Gather each line of the listing below that contains the string "lane".

○ ○ ○ ○ ○ ○ ○

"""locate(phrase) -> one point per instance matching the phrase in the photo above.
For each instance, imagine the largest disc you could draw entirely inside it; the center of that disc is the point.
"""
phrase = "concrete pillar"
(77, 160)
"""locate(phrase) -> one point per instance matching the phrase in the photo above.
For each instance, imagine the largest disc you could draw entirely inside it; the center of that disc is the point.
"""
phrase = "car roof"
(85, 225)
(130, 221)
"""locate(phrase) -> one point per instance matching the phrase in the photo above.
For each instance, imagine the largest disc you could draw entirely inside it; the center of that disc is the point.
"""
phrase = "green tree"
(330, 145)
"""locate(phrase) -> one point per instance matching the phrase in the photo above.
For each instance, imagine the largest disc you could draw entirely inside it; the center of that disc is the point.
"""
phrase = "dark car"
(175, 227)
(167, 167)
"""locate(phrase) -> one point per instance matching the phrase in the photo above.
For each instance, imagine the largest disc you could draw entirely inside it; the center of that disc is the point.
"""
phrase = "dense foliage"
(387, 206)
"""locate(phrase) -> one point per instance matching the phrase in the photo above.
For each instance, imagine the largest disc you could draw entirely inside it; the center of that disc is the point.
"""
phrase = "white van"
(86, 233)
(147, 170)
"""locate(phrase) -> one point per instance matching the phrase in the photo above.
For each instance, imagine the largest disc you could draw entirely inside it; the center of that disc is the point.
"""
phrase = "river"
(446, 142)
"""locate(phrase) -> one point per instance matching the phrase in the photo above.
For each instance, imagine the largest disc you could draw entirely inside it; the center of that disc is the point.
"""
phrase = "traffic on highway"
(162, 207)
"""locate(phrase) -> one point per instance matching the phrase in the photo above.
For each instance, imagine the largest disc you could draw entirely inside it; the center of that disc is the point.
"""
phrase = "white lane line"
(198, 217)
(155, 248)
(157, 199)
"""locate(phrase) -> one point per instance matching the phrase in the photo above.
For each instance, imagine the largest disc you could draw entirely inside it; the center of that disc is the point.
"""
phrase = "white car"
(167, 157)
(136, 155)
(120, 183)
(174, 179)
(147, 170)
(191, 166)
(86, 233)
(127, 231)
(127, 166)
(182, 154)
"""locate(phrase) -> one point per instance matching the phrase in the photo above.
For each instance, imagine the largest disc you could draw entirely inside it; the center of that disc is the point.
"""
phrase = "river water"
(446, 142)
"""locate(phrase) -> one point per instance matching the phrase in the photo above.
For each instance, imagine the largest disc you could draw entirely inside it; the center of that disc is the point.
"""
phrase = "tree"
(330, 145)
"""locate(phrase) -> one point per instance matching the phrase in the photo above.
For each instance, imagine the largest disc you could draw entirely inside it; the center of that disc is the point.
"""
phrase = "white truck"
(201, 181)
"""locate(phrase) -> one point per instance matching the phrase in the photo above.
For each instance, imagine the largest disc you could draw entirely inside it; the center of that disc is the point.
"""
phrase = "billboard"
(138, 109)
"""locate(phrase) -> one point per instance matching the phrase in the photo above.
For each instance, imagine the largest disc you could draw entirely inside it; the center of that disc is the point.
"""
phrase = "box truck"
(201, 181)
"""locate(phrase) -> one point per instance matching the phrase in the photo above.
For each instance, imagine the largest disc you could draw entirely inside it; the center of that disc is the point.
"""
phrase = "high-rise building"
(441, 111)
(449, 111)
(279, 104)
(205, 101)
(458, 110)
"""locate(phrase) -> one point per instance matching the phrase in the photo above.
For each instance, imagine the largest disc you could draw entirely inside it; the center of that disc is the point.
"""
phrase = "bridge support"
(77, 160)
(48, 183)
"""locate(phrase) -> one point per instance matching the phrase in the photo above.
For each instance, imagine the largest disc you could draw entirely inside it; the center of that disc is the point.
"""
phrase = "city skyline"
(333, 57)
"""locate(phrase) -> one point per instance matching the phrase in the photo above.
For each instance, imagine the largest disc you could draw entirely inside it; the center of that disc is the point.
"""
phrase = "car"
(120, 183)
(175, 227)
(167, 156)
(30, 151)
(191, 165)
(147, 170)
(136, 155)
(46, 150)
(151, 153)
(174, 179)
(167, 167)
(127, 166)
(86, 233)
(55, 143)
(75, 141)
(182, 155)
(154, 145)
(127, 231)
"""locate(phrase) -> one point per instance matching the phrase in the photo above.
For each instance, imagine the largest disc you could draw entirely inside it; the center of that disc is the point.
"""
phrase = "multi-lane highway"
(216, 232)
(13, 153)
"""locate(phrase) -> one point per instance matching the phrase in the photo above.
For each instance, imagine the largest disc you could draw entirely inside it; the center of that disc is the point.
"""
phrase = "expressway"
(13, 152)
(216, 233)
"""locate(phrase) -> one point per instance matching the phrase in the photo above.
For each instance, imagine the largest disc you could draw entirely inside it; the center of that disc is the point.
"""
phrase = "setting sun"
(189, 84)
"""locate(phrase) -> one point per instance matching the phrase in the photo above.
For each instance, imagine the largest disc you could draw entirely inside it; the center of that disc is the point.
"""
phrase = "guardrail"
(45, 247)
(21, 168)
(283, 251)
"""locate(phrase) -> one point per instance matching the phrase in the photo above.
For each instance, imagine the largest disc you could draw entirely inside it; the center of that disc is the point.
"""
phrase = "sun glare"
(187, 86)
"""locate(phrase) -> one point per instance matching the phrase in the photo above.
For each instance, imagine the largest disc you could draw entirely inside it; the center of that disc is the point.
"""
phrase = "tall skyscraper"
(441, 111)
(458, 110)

○ ○ ○ ○ ○ ○ ○

■ TASK ANSWER:
phrase = "white lane line"
phrase = "multi-lane highway"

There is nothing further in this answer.